■ **GOAL OF THE EXERCISE**
Copy every line of the listing below, from the line that contains "point per instance: shirt" through the last line of the listing, keeping each one unchanged.
------ EXTRACTED RECORDS
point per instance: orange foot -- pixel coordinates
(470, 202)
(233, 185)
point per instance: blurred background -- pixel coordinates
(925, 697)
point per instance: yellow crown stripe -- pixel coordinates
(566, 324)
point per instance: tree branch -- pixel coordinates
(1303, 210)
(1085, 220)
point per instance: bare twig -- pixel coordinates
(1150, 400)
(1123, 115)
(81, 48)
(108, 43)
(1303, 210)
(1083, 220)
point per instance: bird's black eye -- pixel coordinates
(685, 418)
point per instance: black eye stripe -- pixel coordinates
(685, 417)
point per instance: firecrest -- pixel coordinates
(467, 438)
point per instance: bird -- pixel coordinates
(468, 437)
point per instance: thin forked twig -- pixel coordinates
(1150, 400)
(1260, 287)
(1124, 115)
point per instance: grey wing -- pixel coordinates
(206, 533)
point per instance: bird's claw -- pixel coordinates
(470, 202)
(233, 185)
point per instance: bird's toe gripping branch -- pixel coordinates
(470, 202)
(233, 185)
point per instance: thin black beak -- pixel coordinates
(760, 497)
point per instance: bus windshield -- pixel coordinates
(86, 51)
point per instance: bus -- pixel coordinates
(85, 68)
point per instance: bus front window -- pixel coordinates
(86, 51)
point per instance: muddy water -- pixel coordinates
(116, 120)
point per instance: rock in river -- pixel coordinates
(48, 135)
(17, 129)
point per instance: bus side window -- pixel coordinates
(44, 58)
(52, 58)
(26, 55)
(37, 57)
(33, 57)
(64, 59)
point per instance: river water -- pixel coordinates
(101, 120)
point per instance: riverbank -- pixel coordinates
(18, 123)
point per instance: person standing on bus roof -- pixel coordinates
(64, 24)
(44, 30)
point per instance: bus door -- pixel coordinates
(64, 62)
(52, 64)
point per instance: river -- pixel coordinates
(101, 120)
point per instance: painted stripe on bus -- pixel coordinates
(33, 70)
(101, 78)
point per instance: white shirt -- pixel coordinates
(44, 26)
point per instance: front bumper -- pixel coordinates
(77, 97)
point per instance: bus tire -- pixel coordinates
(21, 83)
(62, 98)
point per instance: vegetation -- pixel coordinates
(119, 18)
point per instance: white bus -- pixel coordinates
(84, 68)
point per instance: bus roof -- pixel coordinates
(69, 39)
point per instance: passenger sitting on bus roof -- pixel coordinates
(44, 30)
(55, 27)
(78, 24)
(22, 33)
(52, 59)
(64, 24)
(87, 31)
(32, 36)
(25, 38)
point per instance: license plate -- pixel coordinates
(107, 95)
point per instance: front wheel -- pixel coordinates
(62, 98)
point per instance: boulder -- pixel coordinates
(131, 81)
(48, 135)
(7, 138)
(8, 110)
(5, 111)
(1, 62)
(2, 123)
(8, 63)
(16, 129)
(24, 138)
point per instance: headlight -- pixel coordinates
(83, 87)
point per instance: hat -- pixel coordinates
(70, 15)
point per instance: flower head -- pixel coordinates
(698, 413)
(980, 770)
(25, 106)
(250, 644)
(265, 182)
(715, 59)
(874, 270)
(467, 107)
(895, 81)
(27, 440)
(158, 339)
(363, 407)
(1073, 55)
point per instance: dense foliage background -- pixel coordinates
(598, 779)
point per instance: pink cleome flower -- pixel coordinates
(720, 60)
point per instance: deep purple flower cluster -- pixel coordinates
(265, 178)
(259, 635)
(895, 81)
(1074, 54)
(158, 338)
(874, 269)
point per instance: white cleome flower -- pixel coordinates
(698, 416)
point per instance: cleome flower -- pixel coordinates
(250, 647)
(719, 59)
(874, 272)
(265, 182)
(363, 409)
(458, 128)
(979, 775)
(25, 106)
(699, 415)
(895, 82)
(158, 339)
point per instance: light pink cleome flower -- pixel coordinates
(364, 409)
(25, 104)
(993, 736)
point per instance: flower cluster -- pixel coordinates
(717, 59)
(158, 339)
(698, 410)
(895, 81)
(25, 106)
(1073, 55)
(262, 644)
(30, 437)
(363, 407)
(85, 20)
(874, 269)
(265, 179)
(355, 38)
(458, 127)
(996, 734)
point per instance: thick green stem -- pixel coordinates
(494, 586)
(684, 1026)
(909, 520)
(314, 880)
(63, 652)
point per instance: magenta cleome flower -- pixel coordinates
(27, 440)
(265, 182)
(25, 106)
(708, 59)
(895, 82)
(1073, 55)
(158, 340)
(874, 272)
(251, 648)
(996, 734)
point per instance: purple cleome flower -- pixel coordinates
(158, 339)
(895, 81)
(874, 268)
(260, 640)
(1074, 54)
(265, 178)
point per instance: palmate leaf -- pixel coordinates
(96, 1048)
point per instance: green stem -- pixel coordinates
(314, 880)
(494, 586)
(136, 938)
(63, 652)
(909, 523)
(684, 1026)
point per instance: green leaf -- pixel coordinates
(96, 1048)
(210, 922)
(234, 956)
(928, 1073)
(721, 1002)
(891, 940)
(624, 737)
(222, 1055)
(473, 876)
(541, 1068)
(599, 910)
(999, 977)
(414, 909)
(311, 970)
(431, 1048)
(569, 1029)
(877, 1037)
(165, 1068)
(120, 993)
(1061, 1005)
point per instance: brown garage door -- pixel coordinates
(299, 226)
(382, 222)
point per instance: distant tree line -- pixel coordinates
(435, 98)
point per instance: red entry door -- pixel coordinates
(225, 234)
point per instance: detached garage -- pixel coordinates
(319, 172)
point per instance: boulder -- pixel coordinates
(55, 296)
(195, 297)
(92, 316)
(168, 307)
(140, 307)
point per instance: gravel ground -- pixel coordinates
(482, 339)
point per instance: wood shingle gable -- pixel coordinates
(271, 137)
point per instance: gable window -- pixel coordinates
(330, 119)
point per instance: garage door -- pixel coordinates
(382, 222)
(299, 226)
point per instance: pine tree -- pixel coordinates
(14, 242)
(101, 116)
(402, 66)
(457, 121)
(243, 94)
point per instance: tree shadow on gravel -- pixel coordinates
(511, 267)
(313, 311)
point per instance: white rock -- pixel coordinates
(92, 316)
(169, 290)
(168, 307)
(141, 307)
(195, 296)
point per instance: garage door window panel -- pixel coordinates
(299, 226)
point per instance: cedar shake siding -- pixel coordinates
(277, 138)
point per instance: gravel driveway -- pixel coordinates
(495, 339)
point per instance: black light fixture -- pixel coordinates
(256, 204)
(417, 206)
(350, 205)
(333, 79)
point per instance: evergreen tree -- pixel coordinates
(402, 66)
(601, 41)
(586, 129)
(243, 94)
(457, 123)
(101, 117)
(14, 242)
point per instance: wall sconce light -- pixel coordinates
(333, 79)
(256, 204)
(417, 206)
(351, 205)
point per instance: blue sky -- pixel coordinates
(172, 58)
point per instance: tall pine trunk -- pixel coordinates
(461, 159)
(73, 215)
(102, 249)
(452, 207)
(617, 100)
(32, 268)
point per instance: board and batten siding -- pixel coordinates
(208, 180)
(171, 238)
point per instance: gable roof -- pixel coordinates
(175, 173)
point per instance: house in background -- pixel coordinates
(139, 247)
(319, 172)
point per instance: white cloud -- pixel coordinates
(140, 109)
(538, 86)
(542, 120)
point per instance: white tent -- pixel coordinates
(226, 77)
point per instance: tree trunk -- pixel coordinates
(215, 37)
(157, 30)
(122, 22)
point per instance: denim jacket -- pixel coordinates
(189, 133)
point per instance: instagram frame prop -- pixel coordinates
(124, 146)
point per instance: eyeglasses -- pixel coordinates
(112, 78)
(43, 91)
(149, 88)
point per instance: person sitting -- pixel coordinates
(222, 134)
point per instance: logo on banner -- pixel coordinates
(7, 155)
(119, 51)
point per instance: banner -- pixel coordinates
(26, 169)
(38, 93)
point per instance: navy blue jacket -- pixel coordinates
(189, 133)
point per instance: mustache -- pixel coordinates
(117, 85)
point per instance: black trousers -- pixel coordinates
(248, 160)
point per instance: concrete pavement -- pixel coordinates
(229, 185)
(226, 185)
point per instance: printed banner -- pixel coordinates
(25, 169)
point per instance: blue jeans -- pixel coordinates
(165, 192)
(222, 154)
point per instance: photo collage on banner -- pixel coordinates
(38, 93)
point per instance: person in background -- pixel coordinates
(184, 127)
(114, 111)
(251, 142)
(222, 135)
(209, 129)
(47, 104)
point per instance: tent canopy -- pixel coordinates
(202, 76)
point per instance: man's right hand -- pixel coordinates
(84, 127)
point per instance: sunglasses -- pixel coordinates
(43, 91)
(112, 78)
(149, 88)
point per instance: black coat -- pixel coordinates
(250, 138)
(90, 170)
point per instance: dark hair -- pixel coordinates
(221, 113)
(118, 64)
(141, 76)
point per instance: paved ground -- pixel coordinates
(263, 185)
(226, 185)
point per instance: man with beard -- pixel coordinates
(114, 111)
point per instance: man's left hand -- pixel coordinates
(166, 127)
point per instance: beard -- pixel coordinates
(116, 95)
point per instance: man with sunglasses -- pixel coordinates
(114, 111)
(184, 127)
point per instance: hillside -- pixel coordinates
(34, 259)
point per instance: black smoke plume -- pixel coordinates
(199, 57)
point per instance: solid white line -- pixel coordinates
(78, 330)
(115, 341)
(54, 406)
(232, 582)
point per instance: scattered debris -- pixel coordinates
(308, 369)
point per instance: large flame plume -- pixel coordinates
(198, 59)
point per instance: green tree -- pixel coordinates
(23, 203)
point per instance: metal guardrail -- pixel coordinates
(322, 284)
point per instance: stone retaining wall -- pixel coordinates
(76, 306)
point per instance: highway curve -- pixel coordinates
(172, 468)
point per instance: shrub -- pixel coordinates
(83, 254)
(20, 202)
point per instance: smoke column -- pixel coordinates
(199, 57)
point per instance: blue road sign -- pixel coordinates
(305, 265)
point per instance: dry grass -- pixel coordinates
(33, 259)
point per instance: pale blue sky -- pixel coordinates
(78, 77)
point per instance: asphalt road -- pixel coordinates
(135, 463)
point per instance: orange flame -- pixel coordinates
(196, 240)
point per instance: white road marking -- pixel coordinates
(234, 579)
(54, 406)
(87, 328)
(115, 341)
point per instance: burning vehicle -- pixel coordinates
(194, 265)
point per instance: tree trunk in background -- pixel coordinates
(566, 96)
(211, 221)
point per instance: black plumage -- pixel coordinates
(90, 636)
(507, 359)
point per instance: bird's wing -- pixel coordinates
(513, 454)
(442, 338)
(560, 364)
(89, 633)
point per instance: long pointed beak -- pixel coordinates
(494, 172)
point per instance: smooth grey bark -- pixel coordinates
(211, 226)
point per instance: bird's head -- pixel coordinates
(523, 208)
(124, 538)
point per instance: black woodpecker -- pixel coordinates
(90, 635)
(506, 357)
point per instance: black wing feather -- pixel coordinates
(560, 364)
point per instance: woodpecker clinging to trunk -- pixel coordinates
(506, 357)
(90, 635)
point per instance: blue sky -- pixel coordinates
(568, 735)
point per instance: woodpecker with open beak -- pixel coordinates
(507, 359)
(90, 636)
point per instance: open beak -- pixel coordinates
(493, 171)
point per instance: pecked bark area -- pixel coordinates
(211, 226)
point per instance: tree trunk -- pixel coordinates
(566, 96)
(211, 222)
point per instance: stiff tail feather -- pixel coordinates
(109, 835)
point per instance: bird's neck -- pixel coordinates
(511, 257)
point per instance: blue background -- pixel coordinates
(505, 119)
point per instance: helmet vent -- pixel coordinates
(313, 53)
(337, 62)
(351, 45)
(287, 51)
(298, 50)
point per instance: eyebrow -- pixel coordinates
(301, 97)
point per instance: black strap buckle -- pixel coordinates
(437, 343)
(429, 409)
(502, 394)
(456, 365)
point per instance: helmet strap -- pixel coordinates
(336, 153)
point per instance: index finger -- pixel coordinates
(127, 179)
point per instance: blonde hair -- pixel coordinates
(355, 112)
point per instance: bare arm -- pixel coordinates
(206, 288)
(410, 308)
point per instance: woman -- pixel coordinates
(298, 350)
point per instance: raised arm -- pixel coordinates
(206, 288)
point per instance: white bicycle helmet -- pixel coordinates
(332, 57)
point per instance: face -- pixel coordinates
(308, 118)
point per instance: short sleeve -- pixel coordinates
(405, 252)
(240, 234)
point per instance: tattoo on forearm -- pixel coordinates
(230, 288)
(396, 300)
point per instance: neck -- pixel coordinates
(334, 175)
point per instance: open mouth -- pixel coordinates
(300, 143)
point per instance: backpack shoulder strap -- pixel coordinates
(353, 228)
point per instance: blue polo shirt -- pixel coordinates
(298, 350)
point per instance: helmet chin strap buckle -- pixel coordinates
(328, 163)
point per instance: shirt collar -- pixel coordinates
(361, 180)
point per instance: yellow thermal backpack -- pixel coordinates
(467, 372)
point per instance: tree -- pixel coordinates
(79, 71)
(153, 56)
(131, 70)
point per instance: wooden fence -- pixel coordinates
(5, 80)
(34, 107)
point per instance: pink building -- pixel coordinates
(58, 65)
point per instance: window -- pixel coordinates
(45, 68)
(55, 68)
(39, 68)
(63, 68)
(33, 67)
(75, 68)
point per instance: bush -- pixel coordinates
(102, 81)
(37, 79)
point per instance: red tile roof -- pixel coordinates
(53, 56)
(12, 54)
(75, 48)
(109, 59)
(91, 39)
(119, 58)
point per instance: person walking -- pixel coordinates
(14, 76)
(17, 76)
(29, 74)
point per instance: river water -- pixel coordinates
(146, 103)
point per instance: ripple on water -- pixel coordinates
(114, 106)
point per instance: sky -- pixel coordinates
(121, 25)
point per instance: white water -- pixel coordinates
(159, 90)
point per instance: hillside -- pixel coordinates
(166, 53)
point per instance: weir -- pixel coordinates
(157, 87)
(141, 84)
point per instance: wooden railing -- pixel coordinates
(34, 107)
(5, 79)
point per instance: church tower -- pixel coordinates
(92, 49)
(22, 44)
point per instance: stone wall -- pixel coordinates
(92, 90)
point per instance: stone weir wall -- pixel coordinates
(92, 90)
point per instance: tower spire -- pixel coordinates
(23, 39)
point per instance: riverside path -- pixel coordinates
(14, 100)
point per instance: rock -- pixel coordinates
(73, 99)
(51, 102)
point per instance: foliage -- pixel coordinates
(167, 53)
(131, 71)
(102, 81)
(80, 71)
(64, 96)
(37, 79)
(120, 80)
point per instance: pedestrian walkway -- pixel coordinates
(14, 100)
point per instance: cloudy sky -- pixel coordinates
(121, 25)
------------
■ **PROBLEM SOLUTION**
point per instance: shirt collar -- pixel coordinates
(361, 180)
point per instance: yellow thermal backpack -- pixel coordinates
(467, 372)
point per instance: tree -- pixel coordinates
(79, 71)
(153, 56)
(131, 70)
point per instance: wooden fence -- pixel coordinates
(5, 80)
(34, 107)
point per instance: pink building -- pixel coordinates
(58, 65)
point per instance: window -- pixel coordinates
(45, 68)
(55, 68)
(39, 68)
(63, 68)
(33, 67)
(75, 68)
point per instance: bush -- pixel coordinates
(102, 81)
(37, 79)
point per instance: red tile roof -- pixel coordinates
(53, 56)
(12, 54)
(75, 48)
(109, 59)
(91, 39)
(119, 58)
point per instance: person walking -- pixel coordinates
(14, 76)
(17, 76)
(29, 74)
point per instance: river water -- pixel coordinates
(146, 103)
point per instance: ripple on water -- pixel coordinates
(114, 106)
point per instance: sky -- pixel coordinates
(121, 25)
point per instance: white water -- pixel coordinates
(159, 90)
point per instance: hillside -- pixel coordinates
(166, 53)
point per instance: weir -- pixel coordinates
(157, 87)
(141, 84)
point per instance: wooden railing -- pixel coordinates
(34, 107)
(5, 79)
point per instance: church tower -- pixel coordinates
(92, 49)
(22, 44)
point per instance: stone wall -- pixel coordinates
(92, 90)
point per instance: stone weir wall -- pixel coordinates
(92, 90)
point per instance: tower spire -- pixel coordinates
(23, 39)
point per instance: riverside path -- pixel coordinates
(14, 100)
point per instance: rock -- pixel coordinates
(73, 99)
(51, 102)
point per instance: foliage -- pixel coordinates
(167, 53)
(131, 71)
(102, 81)
(80, 71)
(64, 96)
(37, 79)
(120, 80)
point per instance: pedestrian walkway -- pixel coordinates
(14, 100)
point per instance: cloudy sky -- pixel coordinates
(121, 25)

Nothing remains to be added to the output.